Your instructions:
Repeat all the material exactly; pictures stay out of your copy.

Data entries:
>>>>>

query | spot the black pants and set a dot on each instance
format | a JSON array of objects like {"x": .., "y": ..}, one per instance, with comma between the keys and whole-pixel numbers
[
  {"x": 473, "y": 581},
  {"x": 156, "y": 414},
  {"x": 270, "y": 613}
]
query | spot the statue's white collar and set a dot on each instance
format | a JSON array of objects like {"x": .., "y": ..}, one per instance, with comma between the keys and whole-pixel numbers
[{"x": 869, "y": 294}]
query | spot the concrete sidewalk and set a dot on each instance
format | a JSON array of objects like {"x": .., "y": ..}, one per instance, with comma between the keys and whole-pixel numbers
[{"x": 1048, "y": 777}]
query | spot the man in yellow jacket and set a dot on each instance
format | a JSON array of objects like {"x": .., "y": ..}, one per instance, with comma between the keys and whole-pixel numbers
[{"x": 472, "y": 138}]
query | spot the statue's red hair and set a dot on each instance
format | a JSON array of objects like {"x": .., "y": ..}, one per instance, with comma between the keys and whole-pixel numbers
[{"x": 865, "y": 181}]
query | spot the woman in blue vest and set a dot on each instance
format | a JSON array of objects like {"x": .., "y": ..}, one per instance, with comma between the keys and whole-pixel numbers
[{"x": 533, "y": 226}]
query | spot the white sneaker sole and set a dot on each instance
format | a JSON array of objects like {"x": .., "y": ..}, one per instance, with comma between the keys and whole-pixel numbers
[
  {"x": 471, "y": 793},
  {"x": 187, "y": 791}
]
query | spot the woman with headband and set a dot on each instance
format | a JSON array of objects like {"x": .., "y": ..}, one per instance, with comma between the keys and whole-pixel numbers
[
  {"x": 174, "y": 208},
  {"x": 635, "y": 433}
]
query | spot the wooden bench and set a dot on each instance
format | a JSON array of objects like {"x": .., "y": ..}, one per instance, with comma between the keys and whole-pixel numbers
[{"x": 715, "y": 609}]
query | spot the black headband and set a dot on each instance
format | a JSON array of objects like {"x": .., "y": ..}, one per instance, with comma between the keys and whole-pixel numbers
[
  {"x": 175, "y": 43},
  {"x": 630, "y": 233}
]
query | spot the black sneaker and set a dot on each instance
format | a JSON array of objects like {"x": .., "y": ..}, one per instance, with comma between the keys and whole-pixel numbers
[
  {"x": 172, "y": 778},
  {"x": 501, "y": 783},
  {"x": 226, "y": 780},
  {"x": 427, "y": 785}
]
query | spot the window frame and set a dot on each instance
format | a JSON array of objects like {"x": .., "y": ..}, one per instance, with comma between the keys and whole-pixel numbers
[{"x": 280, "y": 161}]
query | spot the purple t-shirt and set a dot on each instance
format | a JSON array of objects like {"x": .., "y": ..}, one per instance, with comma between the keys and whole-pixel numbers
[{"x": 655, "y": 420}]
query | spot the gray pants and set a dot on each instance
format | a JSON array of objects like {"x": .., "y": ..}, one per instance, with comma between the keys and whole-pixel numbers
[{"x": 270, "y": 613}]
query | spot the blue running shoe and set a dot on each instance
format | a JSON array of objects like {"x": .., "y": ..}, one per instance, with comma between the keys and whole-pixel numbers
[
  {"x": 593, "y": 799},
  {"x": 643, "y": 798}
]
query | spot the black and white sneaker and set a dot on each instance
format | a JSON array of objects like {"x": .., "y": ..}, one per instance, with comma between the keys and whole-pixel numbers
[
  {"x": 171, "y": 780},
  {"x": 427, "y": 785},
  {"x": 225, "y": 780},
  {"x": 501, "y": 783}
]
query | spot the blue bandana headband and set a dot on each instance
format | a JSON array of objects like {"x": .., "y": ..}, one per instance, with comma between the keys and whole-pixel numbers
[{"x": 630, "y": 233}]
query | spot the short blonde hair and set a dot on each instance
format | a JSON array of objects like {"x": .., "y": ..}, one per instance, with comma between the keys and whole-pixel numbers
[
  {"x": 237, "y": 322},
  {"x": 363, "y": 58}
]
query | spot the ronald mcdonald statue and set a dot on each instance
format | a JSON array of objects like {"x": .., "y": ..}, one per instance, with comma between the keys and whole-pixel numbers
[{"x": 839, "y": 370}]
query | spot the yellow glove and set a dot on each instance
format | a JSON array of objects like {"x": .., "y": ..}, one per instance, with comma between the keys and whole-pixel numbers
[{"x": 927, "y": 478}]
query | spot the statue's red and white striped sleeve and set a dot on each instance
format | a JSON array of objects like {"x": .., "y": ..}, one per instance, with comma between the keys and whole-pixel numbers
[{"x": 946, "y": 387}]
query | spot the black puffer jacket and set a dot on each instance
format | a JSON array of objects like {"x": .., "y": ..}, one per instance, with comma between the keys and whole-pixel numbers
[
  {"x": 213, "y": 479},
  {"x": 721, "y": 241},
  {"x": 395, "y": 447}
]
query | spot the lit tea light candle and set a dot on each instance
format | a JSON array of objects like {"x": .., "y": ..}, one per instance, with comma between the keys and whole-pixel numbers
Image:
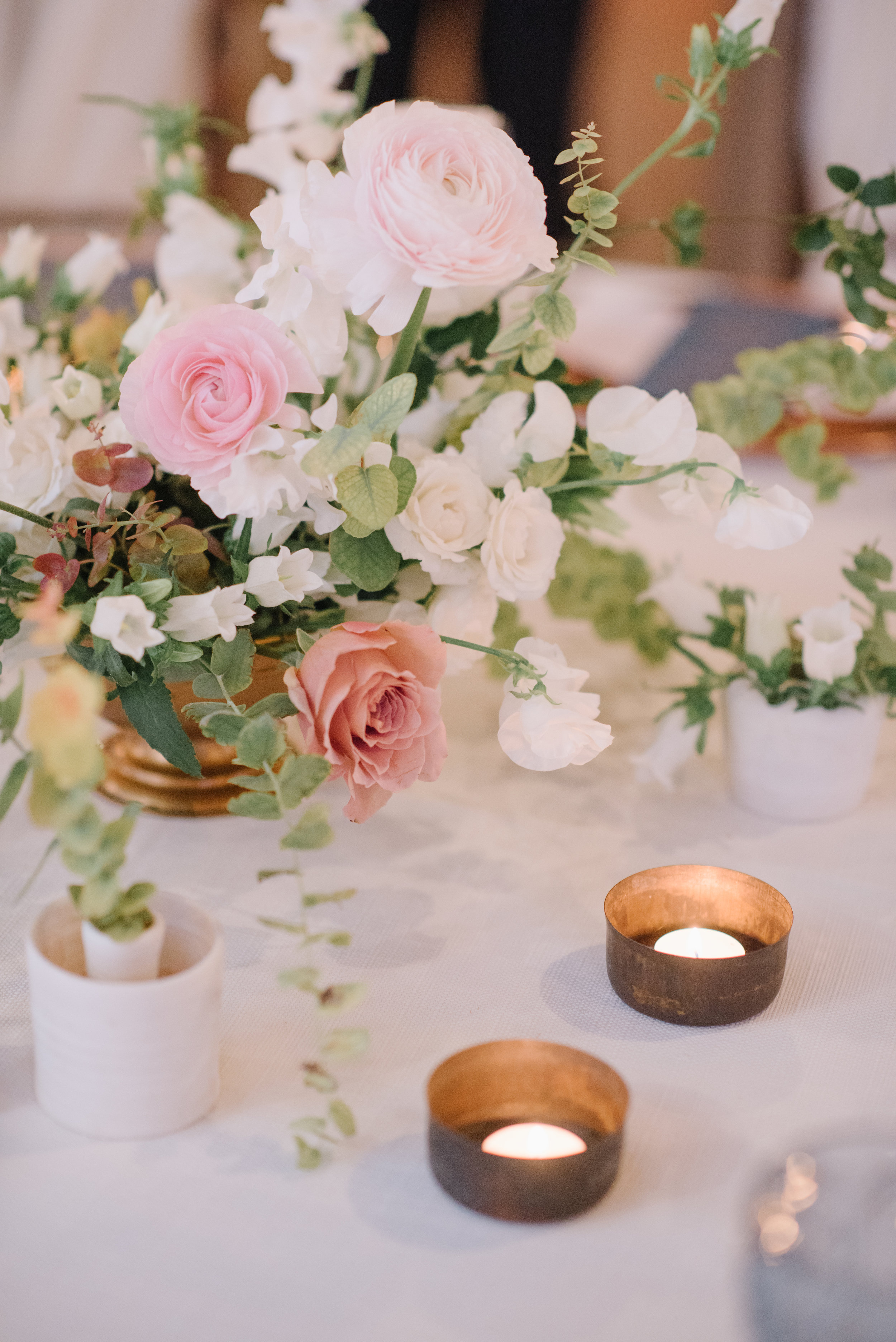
[
  {"x": 699, "y": 944},
  {"x": 533, "y": 1142}
]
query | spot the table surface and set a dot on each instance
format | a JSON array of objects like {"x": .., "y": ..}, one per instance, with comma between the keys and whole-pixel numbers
[{"x": 479, "y": 916}]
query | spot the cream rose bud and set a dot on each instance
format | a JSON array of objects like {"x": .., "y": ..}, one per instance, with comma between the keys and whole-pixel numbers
[
  {"x": 92, "y": 270},
  {"x": 765, "y": 632},
  {"x": 547, "y": 736},
  {"x": 634, "y": 423},
  {"x": 210, "y": 615},
  {"x": 286, "y": 576},
  {"x": 524, "y": 543},
  {"x": 78, "y": 394},
  {"x": 829, "y": 637},
  {"x": 768, "y": 521},
  {"x": 464, "y": 612},
  {"x": 23, "y": 254},
  {"x": 675, "y": 742},
  {"x": 125, "y": 623},
  {"x": 446, "y": 517}
]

<<<<<

Solution for this exercise:
query | spot the black pants and set a dot on each instance
format | a JSON array of objects like {"x": .., "y": ..}, one per instance, with comma between the keys and whole-pixel numbers
[
  {"x": 473, "y": 581},
  {"x": 156, "y": 414},
  {"x": 270, "y": 613}
]
query | spot the statue's white collar and set a dot on each instance
format | a JSON array of objects like {"x": .., "y": ..}, one per instance, with comma between the keys and whole-pixel numbers
[{"x": 869, "y": 294}]
query | spot the concrete sidewalk and set a dot on each instance
format | a JSON array of objects like {"x": .., "y": ..}, one per instance, with comma between the keys and whole-pixel numbers
[{"x": 1048, "y": 777}]
query | spot the man in yellow jacket and set a dot on each instance
format | a JSON array of objects like {"x": .., "y": ..}, one per instance, with comma between the keys and whole-pixel numbers
[{"x": 472, "y": 138}]
query | spot the statue's red hair and set a dot on each instance
format | a JSON array of objects like {"x": .., "y": ..}, one per instance, with comma between the keys and whole-pixel numbers
[{"x": 865, "y": 181}]
query | spot the woman in blue vest and set a dot on each instance
format | a JSON array of objects like {"x": .., "y": ..}, one per instance, with comma between the keys and whole-pixel numbers
[{"x": 533, "y": 226}]
query | spot the white sneaker sole and set a dot on each instance
format | a JSON array of objects like {"x": .., "y": ..}, one per instance, with comma between the keys and whole-pixel numbers
[
  {"x": 471, "y": 793},
  {"x": 187, "y": 791}
]
query | spot the woman with headband and set a dot on each instance
format | a JSON array of objects like {"x": .., "y": ..}, one per instance, with comma between the keys and whole-pixel numbers
[
  {"x": 174, "y": 208},
  {"x": 635, "y": 433}
]
query | spot the wooden bench and set a dot on each instance
format | a JSON array of objects like {"x": .., "y": ..}, one per instance, with comma between the keys and whole-pixel numbers
[{"x": 715, "y": 609}]
query | spot the black headband and set a dot on each instance
format | a JSON array of objects like {"x": .., "y": ..}, one per instance, with comma between the keys and whole-pixel numbers
[
  {"x": 175, "y": 43},
  {"x": 630, "y": 233}
]
query | spot the black sneaker and set a dot on each instance
format | a JSON array of objects like {"x": .., "y": ..}, one per instance, with comma between the keys and whole-pixel numbers
[
  {"x": 172, "y": 778},
  {"x": 501, "y": 783},
  {"x": 226, "y": 780},
  {"x": 427, "y": 785}
]
query | spot the window frame and set a dot on each instance
format | a JSON array of objects like {"x": .., "y": ..}, one per instance, with comma between the keys and whole-pixel numbers
[{"x": 280, "y": 161}]
query | spot the purple t-shirt and set a dot on each instance
format | a JSON array of objects like {"x": .., "y": ..}, one per instance, with comma between the keys and whole-pixel numbers
[{"x": 655, "y": 420}]
query | spot the gray pants and set a dot on each instance
format | a JSON array of objects like {"x": .., "y": ..}, one per instance, with comma between the keys and whole-pixel numbers
[{"x": 270, "y": 613}]
query | spot the blue running shoe and set a dot on each instance
format | a JSON array of objects like {"x": .., "y": ..}, one per instance, with comma between the keys and whole-pixel numbers
[
  {"x": 593, "y": 799},
  {"x": 643, "y": 798}
]
query | spot the black and white sneaker and set a dot on each instance
format | a JSON array of objects like {"x": .., "y": ..}, one per instance, with comma between the keys and whole-pixel numbers
[
  {"x": 171, "y": 780},
  {"x": 427, "y": 785},
  {"x": 225, "y": 780},
  {"x": 501, "y": 783}
]
query | spot the blue bandana headband and set a dot on each instance
format | a JSON array of objects like {"x": .., "y": ..}, one per instance, with comma between the keys and whole-pixel numbers
[{"x": 630, "y": 233}]
query | spot the short blonde hair and set a dot on each instance
format | a JSON array of objects like {"x": .., "y": ..}, one per instance, with comma between the keys and whole-pixel numbers
[
  {"x": 237, "y": 322},
  {"x": 363, "y": 58}
]
query | spot the ronald mcdonald statue and set a dot on each instance
format | a JSON array of objects like {"x": .., "y": ..}, one per instance, with comma between the keys and whole-pixel numbers
[{"x": 839, "y": 370}]
query | spot the yellow glove and set a dot on each instance
format | a JSON array of objects like {"x": .., "y": ..}, one per instance, with comma between the keys and whole-pixel numbers
[{"x": 927, "y": 478}]
query | spot the statue's red and white striped sleeve and set a dot on each instance
format | a JSON array of objects like {"x": .., "y": ..}, one per instance, with comma between the keys and whole-pixel numbers
[{"x": 946, "y": 387}]
query | spot the black puffer jacket and set a dot on each instance
format | a JSON array of objects like {"x": .., "y": ..}, one per instance, with comma between the keys and whole-pixel numbers
[
  {"x": 213, "y": 479},
  {"x": 721, "y": 241},
  {"x": 395, "y": 447}
]
query | spot the lit tea light candle and set a dot on each instance
format | a JSON array of objects like {"x": .., "y": ..}, one per instance, with comma between the keys and whole-pixel numbers
Image:
[
  {"x": 699, "y": 944},
  {"x": 533, "y": 1142}
]
query | spot the table surface and set a dot on each instance
format | a JSON array of objects like {"x": .., "y": ..}, one per instance, with comma between the keys and whole-pixel numbers
[{"x": 479, "y": 916}]
query | spot the cream rose bud and set a dot on each instance
format | a JSON array of objects like {"x": .., "y": ..}, one per instance, with comma between the keys and whole-pixel numbers
[
  {"x": 92, "y": 270},
  {"x": 765, "y": 632},
  {"x": 547, "y": 736},
  {"x": 634, "y": 423},
  {"x": 210, "y": 615},
  {"x": 286, "y": 576},
  {"x": 524, "y": 543},
  {"x": 78, "y": 394},
  {"x": 829, "y": 637},
  {"x": 768, "y": 521},
  {"x": 464, "y": 612},
  {"x": 23, "y": 254},
  {"x": 675, "y": 742},
  {"x": 125, "y": 623},
  {"x": 446, "y": 517}
]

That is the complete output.